### WORK TO BE COMPLETED
Return all of the rows below unchanged, line for line.

Items stored from a collection
====

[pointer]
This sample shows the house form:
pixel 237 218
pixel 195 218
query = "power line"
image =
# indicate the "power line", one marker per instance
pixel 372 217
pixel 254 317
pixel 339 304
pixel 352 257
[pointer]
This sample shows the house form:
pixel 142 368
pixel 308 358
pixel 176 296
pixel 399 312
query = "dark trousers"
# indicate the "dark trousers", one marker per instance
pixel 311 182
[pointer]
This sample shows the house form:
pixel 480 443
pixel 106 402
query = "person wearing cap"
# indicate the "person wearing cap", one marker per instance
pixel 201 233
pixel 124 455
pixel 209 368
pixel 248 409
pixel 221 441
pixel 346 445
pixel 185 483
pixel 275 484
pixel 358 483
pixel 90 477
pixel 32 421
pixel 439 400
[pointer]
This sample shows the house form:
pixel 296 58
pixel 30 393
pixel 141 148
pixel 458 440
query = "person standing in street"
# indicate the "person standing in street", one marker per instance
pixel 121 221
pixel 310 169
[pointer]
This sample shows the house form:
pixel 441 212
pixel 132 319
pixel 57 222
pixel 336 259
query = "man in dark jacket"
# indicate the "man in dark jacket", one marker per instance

====

### OUTPUT
[pointer]
This sample shows the house form:
pixel 237 218
pixel 195 218
query = "power line"
image =
# indicate the "power line", one marker per instance
pixel 372 217
pixel 254 317
pixel 339 304
pixel 352 257
[pointer]
This sample shows the house form:
pixel 142 368
pixel 308 358
pixel 176 296
pixel 399 312
query = "dark trousers"
# indicate the "dark trousers", one marker per instance
pixel 311 182
[pointer]
This sample shows the house form:
pixel 480 443
pixel 106 402
query = "person wearing cap"
# indicate the "person wearing cap", one marker per instance
pixel 201 233
pixel 124 455
pixel 209 368
pixel 248 409
pixel 221 441
pixel 346 445
pixel 185 483
pixel 275 484
pixel 358 483
pixel 90 477
pixel 32 421
pixel 439 400
[pointer]
This sample shows the house form:
pixel 296 58
pixel 30 393
pixel 141 148
pixel 458 440
query = "person standing in street"
# indicate the "person standing in street", one marker per instance
pixel 121 221
pixel 310 169
[pointer]
This sample shows the house form:
pixel 441 212
pixel 132 319
pixel 57 222
pixel 336 259
query = "man in dark jacket"
# indicate the "man in dark jacket", one marker per instance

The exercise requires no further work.